* Begin TEXT PROVIDED *

1 Pot-pourri Instrumental:
Fim de festa (Zito Borborema)
Polca fogueteira (Luiz Gonzaga)
Lascando o cano (Luiz Gonzaga – Zé Dantas)
Pagode russo (Luiz Gonzaga)
Fogueira de São João (Luiz Gonzaga – Carmelina Albuquerque)

2 Olha pro céu (Instrumental)
(José Fernandes, Luiz Gonzaga)
3 São João na roça (Instrumental)
(Luiz Gonzaga, Zé Dantas)
4 Fogo sem fuzil
(José Marcolino, Luiz Gonzaga)
5 Quero chá
(José Marcolino, Luiz Gonzaga)
6 Matuto de opinião
(Gonzaguinha, Luiz Gonzaga)
7 Boi bumbá
(Gonzaguinha, Luiz Gonzaga)
8 O maior tocador
(Luiz Guimarães)
9 Piriri
(Ary Rangel, João Silva)

Vinyl -> Pro-Ject RM-5SE turntable (with Sumiko Blue Point 2 cartridge, Speedbox power supply); Creek Audio OBH-15; M-Audio Audiophile 192 Soundcard ; Adobe Audition at 32-bit float 192khz; Click Repair light settings; individual clicks and pops taken out with Adobe Audition 3.0 – resampled (and dithered for 16-bit) using iZotope RX Advanced. Tags done with Foobar 2000 and Tag&Rename.

* End TEXT PROVIDED *
* Begin THE RECORDS *

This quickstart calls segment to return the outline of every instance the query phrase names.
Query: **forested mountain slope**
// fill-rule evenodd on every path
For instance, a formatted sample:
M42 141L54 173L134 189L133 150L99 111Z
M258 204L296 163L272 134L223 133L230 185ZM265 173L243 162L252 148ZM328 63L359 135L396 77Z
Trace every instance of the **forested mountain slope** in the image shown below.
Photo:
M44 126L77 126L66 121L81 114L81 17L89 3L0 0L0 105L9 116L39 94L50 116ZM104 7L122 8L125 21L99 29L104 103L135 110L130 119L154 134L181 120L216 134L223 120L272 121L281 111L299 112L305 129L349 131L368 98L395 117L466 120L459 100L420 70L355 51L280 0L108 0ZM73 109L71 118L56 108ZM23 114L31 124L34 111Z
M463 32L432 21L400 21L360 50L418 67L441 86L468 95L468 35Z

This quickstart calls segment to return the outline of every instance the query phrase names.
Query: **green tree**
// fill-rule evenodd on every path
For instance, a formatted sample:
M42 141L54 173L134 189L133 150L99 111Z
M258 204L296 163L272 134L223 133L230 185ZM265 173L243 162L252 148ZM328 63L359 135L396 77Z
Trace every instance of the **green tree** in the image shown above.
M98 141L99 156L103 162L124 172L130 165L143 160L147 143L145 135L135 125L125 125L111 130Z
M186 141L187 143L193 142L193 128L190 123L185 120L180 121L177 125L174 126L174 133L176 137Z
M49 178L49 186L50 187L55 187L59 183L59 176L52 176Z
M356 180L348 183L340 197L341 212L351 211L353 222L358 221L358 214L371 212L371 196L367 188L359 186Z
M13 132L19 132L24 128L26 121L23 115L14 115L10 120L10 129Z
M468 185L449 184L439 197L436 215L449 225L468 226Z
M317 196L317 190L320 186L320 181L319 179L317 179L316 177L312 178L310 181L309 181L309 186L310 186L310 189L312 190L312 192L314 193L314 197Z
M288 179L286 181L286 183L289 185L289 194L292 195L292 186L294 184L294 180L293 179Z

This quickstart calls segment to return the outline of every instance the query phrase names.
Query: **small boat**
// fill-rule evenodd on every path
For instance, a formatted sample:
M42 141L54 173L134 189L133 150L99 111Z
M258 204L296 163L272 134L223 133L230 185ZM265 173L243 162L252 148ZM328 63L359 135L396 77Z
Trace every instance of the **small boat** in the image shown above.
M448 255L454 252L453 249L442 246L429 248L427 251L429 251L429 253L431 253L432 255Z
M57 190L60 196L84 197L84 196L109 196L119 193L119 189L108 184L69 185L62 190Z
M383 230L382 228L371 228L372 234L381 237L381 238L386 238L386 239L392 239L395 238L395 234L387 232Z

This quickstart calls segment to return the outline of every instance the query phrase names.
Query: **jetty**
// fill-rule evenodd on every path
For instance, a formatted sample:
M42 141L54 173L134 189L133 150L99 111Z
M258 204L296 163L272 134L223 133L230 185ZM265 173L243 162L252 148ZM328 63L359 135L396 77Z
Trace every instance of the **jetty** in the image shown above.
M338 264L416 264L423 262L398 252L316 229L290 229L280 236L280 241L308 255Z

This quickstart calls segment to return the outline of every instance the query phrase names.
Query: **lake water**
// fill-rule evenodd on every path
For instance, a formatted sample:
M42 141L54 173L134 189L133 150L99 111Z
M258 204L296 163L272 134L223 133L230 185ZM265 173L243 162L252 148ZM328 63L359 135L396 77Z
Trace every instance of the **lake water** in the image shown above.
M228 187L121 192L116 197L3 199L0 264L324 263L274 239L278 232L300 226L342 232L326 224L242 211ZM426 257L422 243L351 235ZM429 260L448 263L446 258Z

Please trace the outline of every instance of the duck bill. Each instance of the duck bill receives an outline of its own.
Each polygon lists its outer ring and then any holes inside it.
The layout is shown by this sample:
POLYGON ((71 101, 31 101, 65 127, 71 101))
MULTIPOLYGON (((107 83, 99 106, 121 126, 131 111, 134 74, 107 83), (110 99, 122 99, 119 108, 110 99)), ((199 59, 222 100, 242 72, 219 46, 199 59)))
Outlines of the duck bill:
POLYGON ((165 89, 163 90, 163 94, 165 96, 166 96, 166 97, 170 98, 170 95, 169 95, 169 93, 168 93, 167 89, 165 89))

* End THE RECORDS *

• [STATED EXERCISE 1]:
Please rewrite the track listing starting with "5 Quero chá" and going on through "Rangel, João Silva)", replacing "Gonzaguinha" with "Zé Dantas" wherever it appears.
• [STATED EXERCISE 2]:
Show every line of the records that contains the string "duck", matching case exactly.

• [COMPLETE RESPONSE 1]:
5 Quero chá
(José Marcolino, Luiz Gonzaga)
6 Matuto de opinião
(Zé Dantas, Luiz Gonzaga)
7 Boi bumbá
(Zé Dantas, Luiz Gonzaga)
8 O maior tocador
(Luiz Guimarães)
9 Piriri
(Ary Rangel, João Silva)

• [COMPLETE RESPONSE 2]:
Please trace the outline of every instance of the duck bill. Each instance of the duck bill receives an outline of its own.
Outlines of the duck bill:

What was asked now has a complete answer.